____ Material provided

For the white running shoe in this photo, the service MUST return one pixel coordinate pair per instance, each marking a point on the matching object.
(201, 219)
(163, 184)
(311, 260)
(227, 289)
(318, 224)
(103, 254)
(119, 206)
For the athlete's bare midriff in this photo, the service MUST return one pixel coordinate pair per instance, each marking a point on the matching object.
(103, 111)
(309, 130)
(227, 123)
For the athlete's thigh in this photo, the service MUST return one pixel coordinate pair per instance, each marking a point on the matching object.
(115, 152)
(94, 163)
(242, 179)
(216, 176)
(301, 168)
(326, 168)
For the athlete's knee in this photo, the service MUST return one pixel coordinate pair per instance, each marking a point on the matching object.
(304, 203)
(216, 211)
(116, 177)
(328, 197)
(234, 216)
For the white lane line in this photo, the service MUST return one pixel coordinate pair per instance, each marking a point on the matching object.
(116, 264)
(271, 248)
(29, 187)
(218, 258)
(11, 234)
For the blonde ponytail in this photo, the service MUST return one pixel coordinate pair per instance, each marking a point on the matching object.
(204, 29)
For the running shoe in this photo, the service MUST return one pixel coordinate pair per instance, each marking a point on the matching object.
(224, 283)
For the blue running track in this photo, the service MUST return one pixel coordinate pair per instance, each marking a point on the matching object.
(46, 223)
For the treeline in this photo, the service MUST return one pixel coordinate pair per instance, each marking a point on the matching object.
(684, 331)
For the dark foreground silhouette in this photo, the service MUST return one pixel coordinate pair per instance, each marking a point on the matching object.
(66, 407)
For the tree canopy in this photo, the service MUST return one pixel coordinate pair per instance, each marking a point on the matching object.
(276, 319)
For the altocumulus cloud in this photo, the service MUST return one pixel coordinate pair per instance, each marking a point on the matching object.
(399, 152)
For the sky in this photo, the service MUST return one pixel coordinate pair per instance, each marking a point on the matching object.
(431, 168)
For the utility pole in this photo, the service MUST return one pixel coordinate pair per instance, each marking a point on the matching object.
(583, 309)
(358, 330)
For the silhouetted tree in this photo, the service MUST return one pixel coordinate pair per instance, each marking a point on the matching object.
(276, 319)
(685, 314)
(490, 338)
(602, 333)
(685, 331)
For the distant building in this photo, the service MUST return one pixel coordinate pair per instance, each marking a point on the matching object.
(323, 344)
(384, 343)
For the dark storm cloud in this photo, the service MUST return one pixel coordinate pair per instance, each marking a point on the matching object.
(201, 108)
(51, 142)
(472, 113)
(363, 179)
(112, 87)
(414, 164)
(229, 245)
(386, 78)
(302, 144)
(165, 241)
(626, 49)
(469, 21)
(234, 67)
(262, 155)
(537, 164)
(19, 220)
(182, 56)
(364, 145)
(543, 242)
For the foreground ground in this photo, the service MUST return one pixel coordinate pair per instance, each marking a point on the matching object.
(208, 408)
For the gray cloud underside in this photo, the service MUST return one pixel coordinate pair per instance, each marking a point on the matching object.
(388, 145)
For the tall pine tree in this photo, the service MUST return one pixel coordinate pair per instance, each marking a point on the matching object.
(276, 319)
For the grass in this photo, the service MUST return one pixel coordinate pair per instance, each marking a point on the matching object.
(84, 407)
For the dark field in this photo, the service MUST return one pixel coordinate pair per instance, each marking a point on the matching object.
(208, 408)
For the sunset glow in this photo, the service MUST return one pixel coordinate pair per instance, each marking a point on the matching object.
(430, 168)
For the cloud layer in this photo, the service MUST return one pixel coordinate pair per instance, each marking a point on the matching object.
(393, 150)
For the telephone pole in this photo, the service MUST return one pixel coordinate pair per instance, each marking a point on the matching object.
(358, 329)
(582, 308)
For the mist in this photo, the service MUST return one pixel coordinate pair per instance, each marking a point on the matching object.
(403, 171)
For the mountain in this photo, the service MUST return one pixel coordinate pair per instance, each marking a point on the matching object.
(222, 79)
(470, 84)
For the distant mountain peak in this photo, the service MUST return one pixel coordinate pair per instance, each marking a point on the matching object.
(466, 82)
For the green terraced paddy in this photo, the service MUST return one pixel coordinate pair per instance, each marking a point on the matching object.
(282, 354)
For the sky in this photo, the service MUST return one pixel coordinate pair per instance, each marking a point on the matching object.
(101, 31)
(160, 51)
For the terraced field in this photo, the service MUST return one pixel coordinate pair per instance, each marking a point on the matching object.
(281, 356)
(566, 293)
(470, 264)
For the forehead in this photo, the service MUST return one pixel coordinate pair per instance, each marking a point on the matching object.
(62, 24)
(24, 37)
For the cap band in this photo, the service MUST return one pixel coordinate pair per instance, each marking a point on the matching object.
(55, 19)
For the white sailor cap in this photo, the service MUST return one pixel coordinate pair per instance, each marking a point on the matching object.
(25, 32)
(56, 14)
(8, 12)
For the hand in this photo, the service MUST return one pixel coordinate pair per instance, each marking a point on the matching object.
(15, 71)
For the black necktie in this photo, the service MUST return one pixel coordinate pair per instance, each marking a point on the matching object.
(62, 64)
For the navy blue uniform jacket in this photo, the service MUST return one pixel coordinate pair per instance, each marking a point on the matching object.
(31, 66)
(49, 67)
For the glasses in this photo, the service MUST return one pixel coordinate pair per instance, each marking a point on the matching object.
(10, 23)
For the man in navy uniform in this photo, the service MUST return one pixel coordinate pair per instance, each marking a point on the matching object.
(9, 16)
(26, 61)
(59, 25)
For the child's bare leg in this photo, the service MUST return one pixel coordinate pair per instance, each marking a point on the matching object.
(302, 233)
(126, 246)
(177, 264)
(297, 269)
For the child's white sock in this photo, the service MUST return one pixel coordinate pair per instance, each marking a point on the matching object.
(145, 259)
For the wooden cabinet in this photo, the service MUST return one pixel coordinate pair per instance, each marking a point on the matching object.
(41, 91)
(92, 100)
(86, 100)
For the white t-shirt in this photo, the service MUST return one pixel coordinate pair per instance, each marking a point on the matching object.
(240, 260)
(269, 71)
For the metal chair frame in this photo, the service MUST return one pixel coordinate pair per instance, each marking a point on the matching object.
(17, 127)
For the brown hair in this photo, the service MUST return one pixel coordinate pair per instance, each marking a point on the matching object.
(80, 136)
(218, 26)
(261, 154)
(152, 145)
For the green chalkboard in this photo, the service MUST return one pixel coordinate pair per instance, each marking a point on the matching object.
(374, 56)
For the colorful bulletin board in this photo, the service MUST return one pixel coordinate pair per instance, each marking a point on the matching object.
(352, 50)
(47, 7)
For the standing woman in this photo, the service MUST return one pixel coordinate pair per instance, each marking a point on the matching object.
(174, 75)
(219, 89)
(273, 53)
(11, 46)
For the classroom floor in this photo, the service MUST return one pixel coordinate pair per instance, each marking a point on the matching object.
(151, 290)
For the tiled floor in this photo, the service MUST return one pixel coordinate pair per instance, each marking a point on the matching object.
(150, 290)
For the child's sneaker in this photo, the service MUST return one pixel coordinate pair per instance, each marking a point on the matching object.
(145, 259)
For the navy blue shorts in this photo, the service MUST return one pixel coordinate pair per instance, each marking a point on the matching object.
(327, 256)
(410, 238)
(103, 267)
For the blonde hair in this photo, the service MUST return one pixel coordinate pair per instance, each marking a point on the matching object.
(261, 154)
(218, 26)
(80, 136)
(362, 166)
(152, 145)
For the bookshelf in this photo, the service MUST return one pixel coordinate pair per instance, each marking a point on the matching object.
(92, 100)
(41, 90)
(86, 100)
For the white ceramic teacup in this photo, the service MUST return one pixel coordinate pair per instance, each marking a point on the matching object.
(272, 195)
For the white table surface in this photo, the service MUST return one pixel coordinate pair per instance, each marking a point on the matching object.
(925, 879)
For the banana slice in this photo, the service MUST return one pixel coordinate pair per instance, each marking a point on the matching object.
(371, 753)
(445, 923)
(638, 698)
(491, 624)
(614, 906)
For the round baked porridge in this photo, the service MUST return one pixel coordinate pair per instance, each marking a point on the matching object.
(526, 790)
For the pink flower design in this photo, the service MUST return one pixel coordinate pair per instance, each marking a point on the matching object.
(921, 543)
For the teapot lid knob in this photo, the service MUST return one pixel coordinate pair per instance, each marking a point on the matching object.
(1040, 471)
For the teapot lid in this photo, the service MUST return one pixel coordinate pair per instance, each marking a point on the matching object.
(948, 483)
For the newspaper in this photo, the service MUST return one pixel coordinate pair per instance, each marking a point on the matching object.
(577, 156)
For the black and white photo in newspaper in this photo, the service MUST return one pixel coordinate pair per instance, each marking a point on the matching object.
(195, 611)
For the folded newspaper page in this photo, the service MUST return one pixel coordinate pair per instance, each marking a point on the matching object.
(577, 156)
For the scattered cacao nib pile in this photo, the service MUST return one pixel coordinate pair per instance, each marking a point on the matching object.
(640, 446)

________

The problem:
Copy nothing except the lines from the one with "For the scattered" through the end of the records; keep each exactly as it appears, first and last included.

Exercise result:
For the scattered cacao nib pile in this photo, the service MUST return one pixel coordinate pair per instance, each marking a point on the matching object.
(640, 446)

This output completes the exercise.